Marcher vers la paix

pp-chalamMagnifique marche ce jour sur les côtes du Jura: nous arpentons forêts et clairières jusqu’au Crêt de Chalam, d’où nous attend une vue circulaire sur l’ensemble du parc naturel du Haut Jura, vers l’ouest jusqu’au Beaujolais et vers les Alpes jusqu’au Mt Blanc. Ce nom m’intrigue, il provient sans doute du Shalom hébreu (il y a un Chalamont dans l’Ain qu’on rapporte à Salomon) et, fort de cette étymologie, un groupement citoyen a un jour de 2005 (?) apposé une plaque sur le banc situé au sommet appelant, en un langage simple, l’humanité à la paix. Je relie cette découverte à la recherche de la paix, en soi et dans le monde: elle ne vient toujours qu’au terme d’un effort, comme lors d’une marche en montagne. Elle peut rencontrer des découragements et des désillusions, quand au détour d’un clairière, nous nous croyons presque arrivés et nous levons alors les yeux vers une pente restante. Elle est persévérance et désir d’un aboutissement. Et bien sûr elle est récompensée: dans une escalade, par une sorte unique de satisfaction et par l’accès, en général, à une grande beauté de ce qui est à voir. Dans la paix intérieure et spirituelle (et politique peut-être dans une moindre mesure), le sentiment peut-être aussi qu' »on ne peut aller plus haut », que quelque chose se donne là qui ne se compare à rien, qu’on a atteint et en même temps qui n’est que don.

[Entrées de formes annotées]
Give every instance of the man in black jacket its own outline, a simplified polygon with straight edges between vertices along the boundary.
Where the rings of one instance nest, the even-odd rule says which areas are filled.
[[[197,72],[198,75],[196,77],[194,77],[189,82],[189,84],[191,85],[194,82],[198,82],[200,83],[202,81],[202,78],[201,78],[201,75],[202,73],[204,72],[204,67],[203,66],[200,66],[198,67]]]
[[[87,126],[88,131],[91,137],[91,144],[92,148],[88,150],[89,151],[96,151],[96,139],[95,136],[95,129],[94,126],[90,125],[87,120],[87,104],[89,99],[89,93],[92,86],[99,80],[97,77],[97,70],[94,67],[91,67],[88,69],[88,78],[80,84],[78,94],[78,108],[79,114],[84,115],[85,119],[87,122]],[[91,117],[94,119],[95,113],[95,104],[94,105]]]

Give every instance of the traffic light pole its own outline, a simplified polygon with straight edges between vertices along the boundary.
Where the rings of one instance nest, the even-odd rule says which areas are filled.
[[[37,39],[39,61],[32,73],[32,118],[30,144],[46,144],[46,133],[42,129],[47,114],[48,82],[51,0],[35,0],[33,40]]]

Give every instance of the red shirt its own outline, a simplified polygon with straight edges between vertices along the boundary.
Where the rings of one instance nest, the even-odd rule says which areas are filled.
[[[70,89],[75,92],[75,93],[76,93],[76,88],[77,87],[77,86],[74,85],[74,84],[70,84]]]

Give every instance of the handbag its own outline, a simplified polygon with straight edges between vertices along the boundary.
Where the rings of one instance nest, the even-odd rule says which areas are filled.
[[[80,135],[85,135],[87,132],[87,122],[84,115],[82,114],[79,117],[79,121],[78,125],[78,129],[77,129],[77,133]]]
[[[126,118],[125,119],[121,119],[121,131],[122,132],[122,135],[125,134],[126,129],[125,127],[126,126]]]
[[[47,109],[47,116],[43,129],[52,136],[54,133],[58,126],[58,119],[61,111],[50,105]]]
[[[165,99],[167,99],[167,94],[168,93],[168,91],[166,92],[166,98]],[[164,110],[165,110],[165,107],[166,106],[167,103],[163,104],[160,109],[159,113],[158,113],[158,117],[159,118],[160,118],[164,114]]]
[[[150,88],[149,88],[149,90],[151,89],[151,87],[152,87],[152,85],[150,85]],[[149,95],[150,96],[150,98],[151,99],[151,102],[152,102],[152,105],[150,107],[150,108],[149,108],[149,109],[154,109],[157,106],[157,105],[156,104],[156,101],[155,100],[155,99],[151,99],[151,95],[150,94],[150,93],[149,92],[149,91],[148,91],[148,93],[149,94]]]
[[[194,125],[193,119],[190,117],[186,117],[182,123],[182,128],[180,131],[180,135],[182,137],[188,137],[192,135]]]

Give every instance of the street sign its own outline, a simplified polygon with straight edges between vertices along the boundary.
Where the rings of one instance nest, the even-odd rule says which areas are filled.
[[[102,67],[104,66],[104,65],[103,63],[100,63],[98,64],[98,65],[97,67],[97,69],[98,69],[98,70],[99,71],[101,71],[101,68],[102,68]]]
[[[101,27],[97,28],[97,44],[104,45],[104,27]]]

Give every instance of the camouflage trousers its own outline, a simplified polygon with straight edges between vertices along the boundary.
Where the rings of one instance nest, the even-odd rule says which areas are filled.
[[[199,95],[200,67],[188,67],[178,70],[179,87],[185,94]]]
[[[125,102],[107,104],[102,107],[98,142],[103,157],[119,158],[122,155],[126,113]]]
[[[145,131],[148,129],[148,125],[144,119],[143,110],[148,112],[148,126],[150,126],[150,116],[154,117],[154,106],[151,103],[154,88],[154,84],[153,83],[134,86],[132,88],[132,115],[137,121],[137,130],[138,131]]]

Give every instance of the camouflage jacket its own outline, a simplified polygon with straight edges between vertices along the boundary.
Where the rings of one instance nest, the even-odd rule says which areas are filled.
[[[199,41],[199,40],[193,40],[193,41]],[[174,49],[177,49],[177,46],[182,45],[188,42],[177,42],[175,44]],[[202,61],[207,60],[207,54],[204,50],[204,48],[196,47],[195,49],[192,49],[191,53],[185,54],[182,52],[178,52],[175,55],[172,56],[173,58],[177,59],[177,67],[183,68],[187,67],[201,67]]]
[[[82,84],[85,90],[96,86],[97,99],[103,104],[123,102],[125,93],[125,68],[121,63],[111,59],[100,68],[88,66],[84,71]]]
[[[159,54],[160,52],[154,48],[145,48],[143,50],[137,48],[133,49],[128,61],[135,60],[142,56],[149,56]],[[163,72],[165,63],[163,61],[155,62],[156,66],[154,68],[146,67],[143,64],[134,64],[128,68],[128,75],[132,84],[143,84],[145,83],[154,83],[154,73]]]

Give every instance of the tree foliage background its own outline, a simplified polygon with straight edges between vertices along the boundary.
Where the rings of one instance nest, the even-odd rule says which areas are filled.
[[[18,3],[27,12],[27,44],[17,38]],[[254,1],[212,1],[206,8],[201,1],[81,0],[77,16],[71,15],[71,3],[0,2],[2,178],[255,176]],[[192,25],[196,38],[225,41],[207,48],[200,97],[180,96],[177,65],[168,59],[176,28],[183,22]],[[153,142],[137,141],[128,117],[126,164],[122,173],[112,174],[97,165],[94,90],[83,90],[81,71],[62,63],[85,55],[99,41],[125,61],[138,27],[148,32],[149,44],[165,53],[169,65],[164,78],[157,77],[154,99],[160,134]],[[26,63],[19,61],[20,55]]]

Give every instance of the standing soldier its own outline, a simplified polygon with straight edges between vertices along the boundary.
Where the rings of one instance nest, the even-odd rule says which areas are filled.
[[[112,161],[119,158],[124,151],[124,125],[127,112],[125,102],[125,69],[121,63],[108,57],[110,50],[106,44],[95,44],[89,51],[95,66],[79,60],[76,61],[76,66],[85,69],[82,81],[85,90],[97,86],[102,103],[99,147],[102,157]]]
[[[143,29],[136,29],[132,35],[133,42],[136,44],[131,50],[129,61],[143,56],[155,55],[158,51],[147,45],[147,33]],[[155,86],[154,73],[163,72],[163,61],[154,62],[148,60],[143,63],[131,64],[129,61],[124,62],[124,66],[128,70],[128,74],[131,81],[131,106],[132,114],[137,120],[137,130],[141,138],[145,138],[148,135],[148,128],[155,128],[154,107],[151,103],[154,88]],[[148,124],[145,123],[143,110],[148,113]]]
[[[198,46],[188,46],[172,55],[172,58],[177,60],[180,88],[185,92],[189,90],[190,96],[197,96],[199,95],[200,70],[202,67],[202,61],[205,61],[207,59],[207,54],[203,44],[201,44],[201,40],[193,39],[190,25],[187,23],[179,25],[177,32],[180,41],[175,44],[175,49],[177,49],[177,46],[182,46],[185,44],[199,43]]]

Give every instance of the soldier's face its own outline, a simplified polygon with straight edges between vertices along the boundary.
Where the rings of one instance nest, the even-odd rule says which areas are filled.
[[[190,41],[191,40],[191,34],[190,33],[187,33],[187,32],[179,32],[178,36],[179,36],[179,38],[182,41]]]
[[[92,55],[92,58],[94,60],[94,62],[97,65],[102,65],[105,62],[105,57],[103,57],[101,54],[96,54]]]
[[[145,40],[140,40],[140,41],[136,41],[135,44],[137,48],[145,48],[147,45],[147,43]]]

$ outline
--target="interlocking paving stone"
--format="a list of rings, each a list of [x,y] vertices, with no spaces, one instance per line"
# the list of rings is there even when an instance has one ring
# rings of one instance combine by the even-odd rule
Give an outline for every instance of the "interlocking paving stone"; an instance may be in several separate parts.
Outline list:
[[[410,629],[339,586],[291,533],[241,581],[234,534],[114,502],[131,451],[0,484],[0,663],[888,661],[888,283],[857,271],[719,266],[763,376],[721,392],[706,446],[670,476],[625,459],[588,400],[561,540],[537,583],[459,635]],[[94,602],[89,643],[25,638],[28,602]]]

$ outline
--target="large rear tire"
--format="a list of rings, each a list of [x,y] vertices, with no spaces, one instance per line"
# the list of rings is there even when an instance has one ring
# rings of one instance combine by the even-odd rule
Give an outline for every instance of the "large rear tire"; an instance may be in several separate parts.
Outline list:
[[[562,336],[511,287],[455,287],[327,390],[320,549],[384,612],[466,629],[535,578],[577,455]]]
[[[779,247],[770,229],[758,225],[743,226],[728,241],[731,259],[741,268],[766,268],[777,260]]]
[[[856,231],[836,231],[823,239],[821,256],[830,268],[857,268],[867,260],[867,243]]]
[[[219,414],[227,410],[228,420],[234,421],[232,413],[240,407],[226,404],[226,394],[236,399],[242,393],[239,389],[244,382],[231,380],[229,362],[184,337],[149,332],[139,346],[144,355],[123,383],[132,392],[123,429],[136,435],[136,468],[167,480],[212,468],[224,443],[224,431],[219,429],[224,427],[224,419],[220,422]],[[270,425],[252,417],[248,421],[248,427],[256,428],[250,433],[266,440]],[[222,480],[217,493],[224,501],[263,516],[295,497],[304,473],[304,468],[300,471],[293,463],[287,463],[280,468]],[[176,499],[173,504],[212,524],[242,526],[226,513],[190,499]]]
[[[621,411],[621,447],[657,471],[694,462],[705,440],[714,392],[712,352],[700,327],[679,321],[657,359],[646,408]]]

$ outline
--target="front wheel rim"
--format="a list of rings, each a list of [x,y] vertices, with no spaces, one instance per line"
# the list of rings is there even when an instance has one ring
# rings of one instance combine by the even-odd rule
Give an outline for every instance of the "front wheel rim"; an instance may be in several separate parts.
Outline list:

## Tâche courte
Recopiez intégralement le texte « Marcher vers la paix », sans y changer quoi que ce soit. Les entrées n'ont aucun rôle dans ce travail.

## Résultat obtenu
Marcher vers la paix

pp-chalamMagnifique marche ce jour sur les côtes du Jura: nous arpentons forêts et clairières jusqu’au Crêt de Chalam, d’où nous attend une vue circulaire sur l’ensemble du parc naturel du Haut Jura, vers l’ouest jusqu’au Beaujolais et vers les Alpes jusqu’au Mt Blanc. Ce nom m’intrigue, il provient sans doute du Shalom hébreu (il y a un Chalamont dans l’Ain qu’on rapporte à Salomon) et, fort de cette étymologie, un groupement citoyen a un jour de 2005 (?) apposé une plaque sur le banc situé au sommet appelant, en un langage simple, l’humanité à la paix. Je relie cette découverte à la recherche de la paix, en soi et dans le monde: elle ne vient toujours qu’au terme d’un effort, comme lors d’une marche en montagne. Elle peut rencontrer des découragements et des désillusions, quand au détour d’un clairière, nous nous croyons presque arrivés et nous levons alors les yeux vers une pente restante. Elle est persévérance et désir d’un aboutissement. Et bien sûr elle est récompensée: dans une escalade, par une sorte unique de satisfaction et par l’accès, en général, à une grande beauté de ce qui est à voir. Dans la paix intérieure et spirituelle (et politique peut-être dans une moindre mesure), le sentiment peut-être aussi qu' »on ne peut aller plus haut », que quelque chose se donne là qui ne se compare à rien, qu’on a atteint et en même temps qui n’est que don.